━━━ SUPPLIED ENTRIES ━━━
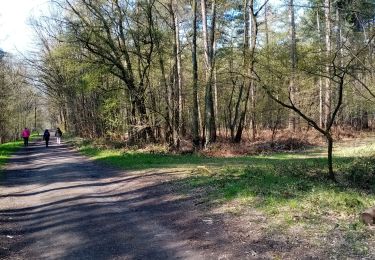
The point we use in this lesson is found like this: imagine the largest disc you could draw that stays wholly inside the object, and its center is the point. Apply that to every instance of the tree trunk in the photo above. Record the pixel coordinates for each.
(331, 174)
(328, 96)
(293, 59)
(209, 118)
(195, 118)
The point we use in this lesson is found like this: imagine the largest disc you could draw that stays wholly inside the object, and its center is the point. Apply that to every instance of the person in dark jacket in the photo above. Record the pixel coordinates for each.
(46, 136)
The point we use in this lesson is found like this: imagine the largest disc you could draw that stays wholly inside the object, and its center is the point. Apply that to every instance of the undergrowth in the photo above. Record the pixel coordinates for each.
(6, 150)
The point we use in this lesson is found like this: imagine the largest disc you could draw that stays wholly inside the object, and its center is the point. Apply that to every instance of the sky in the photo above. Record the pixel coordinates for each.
(15, 33)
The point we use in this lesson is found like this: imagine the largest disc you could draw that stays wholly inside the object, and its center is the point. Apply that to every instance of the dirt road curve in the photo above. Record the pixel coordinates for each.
(56, 204)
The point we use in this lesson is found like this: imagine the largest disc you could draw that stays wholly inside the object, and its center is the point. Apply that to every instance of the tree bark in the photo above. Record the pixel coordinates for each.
(195, 118)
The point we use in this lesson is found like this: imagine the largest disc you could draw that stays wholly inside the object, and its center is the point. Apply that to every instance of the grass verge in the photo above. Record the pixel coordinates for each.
(290, 190)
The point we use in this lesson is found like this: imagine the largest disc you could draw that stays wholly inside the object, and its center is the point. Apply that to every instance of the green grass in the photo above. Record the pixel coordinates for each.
(6, 150)
(291, 190)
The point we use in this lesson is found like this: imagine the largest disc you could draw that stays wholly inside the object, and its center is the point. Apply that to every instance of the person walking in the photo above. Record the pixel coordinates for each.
(46, 136)
(58, 135)
(25, 135)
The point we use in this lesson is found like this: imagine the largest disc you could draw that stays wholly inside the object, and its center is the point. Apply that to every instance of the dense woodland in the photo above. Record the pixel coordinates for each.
(171, 70)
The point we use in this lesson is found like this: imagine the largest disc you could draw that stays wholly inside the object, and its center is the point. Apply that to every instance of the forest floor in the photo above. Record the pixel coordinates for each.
(57, 204)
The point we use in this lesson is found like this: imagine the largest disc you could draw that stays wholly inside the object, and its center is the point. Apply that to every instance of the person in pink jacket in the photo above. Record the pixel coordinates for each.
(25, 136)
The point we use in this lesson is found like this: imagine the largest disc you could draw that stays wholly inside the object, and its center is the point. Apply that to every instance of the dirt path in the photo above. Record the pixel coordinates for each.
(57, 204)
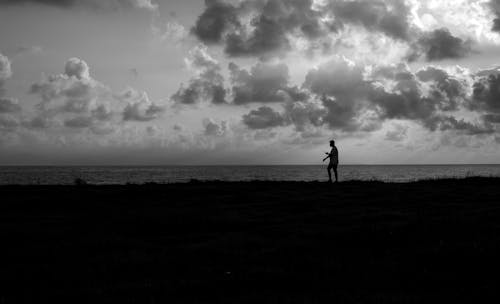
━━━
● WHAT YOU ARE ASKED TO DO: Reproduce exactly the lines that run from the line holding "the person walking" through the final line of the entries, and omit every picture.

● SOLUTION FOR THIS EXERCISE:
The point we use in this lesson is found like this: imagine the largest disc you could draw that stays wholly inside the object, and its center is the point. Apply that to every instance of the person walking in the photo above. Record the pixel coordinates for each.
(46, 136)
(58, 135)
(25, 135)
The point we use in this lesson is found like this: imagine the largest disc you could draw that stays wholly inside the object, and its center is the point. Apply that to every instance of the dense woodland in the photo above. Record the pixel coordinates for each.
(171, 70)
The point we use in this lesson is found like this: imagine the largest disc you could draw that stays wholly inside the object, and its center is the point. Apply that to every instance of the forest floor in the photo above. Record the pixel coordinates for each.
(57, 204)
The point we use in this lesson is found like this: imagine the largest disc you could draw that stays wholly inside the object, and its center is the point. Apply that to every instance of the person in pink jacket in the photo above. Record the pixel coordinates for each.
(25, 136)
The point we use in this lesson is found like this: imagine the largest disc you could draw that stays wholly inside the object, and its center is the point. Apply that to every instance of the dirt path in the photo above. Record the pixel coordinates for each.
(57, 204)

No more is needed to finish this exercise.